** Seçilen metin **
---
İsrailli gazeteci: Erdoğan, İdlib’e karşı Til Rıfat’ı isteyebilir

img

HABER MERKEZİ - İsrailli gazeteci Alexandra Appelberg, Erdoğan’ın İdlib’e karşı Til Rıfat’ı isteyebileceğini belirterek, Rusya’nın daha sınırlı bir operasyon seçeneğini müzakere etmesinin muhtemel olduğunu söyledi. 

Vekâlet savaşlarını Irak ve Suriye’de sürdüren bölgesel dinamikler ve uluslararası güçler, kısır bir döngü halinde hem “sorun çözüyor” hem sorun üretiyor. Pragmatizm, bu topraklarda yaşayan otokton halkların kendi geleceklerini inşa etmelerinin önünde bir engel olarak dururken, Kürtler her türlü engele rağmen kararlı bir şekilde gelecek inşasını sürdürüyor. 
 
Lakin karıncalar bir taraftan yuva yaparken, diğer taraftan bu yuvayı saman çöpüyle dolduranlar var. Son günlerde Kuzey ve Doğu Suriye Özerk Yönetimi’ne dönük artan tehditler bu yıkıcı ruh halini yansıtıyor. Hem Irak hem de Suriye’deki mevcut atmosferi İsrail merkezli Detaly adlı haber sitesinden gazeteci Alexandra Appelberg ile konuştuk.
---
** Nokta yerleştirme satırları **
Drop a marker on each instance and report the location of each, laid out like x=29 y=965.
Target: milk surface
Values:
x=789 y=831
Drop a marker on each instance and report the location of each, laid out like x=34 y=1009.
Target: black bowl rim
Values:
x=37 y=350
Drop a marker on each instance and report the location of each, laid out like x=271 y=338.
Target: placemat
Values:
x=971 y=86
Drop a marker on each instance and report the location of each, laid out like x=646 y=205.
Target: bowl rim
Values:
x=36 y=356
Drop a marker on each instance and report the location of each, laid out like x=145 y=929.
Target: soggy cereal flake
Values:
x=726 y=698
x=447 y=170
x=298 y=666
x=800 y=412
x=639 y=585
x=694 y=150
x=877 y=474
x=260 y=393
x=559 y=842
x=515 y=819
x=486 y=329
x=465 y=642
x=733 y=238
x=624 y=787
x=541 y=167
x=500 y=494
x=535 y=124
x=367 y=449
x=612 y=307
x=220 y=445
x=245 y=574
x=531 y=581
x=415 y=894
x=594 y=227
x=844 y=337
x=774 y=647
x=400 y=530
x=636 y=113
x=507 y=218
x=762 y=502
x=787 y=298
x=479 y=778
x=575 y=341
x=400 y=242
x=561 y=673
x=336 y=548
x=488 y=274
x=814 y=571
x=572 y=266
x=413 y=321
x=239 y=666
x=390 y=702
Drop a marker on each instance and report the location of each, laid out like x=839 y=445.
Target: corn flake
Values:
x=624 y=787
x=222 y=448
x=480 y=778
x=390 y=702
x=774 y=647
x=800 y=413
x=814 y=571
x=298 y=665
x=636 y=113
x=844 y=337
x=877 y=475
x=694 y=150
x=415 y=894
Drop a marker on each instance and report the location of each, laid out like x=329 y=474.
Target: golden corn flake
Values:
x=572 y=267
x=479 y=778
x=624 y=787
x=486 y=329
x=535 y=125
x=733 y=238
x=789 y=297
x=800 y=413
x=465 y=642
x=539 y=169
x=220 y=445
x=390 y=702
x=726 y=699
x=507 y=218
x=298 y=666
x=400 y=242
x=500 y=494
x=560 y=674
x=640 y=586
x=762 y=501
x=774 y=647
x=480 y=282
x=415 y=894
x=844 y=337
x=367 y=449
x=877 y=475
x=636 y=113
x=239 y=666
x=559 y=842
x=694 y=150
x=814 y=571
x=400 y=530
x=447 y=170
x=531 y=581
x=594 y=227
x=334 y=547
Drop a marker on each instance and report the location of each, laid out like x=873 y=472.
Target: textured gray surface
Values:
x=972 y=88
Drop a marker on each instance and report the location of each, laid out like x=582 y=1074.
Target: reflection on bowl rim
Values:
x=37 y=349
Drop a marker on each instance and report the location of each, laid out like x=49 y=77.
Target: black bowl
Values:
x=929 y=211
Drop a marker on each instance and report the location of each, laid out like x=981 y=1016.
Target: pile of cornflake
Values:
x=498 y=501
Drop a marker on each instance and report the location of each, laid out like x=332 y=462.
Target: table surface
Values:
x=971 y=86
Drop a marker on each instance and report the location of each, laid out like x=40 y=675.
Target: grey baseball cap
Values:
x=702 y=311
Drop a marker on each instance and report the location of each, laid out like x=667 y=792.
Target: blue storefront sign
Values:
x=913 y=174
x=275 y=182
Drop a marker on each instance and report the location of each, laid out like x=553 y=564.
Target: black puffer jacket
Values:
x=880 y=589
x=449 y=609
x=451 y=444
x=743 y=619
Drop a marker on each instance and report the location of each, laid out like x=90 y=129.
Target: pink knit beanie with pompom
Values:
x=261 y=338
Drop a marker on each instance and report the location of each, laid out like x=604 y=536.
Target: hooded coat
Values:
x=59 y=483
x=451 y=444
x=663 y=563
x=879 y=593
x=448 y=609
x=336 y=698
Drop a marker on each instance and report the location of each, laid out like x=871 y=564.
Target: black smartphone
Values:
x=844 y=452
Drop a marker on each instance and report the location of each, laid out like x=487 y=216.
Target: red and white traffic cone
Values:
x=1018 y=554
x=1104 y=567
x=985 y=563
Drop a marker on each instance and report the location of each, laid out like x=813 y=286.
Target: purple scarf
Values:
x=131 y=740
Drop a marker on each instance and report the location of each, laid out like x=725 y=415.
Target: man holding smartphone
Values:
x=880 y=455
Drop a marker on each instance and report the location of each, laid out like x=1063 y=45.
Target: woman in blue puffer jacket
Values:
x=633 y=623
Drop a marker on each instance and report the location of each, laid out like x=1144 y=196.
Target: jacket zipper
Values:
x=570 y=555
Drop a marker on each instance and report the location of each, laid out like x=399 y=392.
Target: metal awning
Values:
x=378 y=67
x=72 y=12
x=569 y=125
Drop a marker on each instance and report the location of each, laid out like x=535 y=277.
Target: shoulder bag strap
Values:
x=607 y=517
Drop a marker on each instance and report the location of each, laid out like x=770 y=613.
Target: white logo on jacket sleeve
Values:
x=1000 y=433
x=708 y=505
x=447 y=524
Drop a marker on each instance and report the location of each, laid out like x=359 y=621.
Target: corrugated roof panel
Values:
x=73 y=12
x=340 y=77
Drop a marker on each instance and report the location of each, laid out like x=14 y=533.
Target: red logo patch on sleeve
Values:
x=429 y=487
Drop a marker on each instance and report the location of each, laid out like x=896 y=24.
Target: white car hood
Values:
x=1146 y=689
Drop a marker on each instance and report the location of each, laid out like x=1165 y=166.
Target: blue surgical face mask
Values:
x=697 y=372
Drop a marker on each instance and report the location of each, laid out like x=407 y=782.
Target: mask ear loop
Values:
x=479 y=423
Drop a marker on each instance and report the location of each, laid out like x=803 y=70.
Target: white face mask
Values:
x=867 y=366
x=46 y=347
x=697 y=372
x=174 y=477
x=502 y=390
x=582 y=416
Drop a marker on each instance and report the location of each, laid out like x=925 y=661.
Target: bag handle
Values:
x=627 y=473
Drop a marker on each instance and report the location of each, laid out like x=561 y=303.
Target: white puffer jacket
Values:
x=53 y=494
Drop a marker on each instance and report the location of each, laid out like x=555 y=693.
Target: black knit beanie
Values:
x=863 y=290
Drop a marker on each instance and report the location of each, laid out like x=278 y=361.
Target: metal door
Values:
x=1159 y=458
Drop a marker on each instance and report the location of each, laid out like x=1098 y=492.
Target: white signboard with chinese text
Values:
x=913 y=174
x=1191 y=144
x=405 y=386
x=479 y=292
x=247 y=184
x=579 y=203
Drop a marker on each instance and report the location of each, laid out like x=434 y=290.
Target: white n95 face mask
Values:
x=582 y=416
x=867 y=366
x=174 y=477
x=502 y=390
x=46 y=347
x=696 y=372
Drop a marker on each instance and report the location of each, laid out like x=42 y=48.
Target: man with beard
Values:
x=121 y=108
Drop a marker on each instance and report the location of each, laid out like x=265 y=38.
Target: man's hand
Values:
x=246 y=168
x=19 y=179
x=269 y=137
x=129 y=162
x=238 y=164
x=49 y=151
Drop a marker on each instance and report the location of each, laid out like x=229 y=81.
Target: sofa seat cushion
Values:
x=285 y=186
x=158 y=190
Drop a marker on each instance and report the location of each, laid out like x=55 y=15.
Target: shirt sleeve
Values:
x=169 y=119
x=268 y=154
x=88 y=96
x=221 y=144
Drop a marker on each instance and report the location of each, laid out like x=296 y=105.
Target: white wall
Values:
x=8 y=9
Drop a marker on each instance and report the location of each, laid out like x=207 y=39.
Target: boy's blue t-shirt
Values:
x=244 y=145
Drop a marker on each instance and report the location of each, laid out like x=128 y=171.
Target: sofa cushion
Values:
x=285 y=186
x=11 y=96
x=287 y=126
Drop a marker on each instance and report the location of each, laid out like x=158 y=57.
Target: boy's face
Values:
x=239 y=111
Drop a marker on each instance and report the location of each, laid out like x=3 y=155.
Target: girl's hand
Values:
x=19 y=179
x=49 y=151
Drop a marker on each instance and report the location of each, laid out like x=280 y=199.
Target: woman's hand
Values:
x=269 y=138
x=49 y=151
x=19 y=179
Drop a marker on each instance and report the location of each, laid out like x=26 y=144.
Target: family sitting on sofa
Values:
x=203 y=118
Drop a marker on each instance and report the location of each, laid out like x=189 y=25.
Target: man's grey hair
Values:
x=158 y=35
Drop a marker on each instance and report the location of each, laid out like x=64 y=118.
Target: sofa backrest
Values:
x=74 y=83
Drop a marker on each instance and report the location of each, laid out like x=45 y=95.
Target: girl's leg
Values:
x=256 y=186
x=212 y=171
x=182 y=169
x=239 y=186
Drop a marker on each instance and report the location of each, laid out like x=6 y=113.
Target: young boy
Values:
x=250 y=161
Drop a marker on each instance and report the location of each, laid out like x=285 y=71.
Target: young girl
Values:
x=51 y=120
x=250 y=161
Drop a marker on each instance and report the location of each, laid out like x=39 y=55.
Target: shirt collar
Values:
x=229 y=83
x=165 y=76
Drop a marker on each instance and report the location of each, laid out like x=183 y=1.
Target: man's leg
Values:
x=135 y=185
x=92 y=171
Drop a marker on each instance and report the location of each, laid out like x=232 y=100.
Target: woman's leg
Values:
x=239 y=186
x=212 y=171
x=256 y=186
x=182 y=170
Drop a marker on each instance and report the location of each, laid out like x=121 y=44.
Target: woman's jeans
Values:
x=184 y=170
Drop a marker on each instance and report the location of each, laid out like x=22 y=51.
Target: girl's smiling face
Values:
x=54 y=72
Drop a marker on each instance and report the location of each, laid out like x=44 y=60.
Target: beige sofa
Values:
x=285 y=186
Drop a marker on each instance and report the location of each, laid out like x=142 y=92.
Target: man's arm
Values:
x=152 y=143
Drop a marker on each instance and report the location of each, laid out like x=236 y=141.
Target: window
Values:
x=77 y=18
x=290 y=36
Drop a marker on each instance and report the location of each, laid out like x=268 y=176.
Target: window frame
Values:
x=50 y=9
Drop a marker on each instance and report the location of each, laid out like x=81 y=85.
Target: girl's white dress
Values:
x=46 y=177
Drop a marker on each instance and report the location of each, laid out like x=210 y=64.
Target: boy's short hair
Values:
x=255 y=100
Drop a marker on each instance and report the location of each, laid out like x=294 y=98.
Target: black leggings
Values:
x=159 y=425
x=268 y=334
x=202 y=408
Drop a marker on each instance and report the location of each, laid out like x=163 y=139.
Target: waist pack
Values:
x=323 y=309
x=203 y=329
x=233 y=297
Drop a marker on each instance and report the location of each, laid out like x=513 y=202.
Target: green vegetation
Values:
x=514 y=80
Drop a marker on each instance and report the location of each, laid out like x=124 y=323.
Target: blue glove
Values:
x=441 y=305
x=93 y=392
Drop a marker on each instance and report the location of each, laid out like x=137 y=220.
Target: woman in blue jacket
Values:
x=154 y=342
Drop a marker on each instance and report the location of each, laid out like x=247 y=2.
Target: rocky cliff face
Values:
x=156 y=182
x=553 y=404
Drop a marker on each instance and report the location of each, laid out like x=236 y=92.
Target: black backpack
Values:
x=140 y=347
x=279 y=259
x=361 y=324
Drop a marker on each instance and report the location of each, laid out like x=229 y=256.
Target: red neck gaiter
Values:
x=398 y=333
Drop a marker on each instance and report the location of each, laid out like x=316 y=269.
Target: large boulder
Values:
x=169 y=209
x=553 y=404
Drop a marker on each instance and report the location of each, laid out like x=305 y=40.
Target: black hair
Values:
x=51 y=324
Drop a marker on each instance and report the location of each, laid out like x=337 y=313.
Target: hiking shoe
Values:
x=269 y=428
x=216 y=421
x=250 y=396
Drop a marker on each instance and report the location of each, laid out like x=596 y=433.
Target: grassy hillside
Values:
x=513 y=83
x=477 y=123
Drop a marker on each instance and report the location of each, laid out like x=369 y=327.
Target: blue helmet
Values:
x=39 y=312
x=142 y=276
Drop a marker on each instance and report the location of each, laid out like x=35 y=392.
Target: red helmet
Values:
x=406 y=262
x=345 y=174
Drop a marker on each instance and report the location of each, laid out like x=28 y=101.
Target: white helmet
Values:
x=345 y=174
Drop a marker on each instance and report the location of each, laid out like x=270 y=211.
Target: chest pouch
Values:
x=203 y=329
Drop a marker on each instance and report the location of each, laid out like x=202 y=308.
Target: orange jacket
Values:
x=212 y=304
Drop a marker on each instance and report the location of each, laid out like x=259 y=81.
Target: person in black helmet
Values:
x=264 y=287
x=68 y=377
---
** Yapılacak iş **
Seçilen metinde "Vekâlet savaşlarını Irak" sözlerinden başlayıp "gelecek inşasını sürdürüyor." sözlerine kadar, bu sözler de dahil olmak üzere, olan kısmı hiç değiştirmeden aynen yaz.

** Yazılı cevap **
Vekâlet savaşlarını Irak ve Suriye’de sürdüren bölgesel dinamikler ve uluslararası güçler, kısır bir döngü halinde hem “sorun çözüyor” hem sorun üretiyor. Pragmatizm, bu topraklarda yaşayan otokton halkların kendi geleceklerini inşa etmelerinin önünde bir engel olarak dururken, Kürtler her türlü engele rağmen kararlı bir şekilde gelecek inşasını sürdürüyor.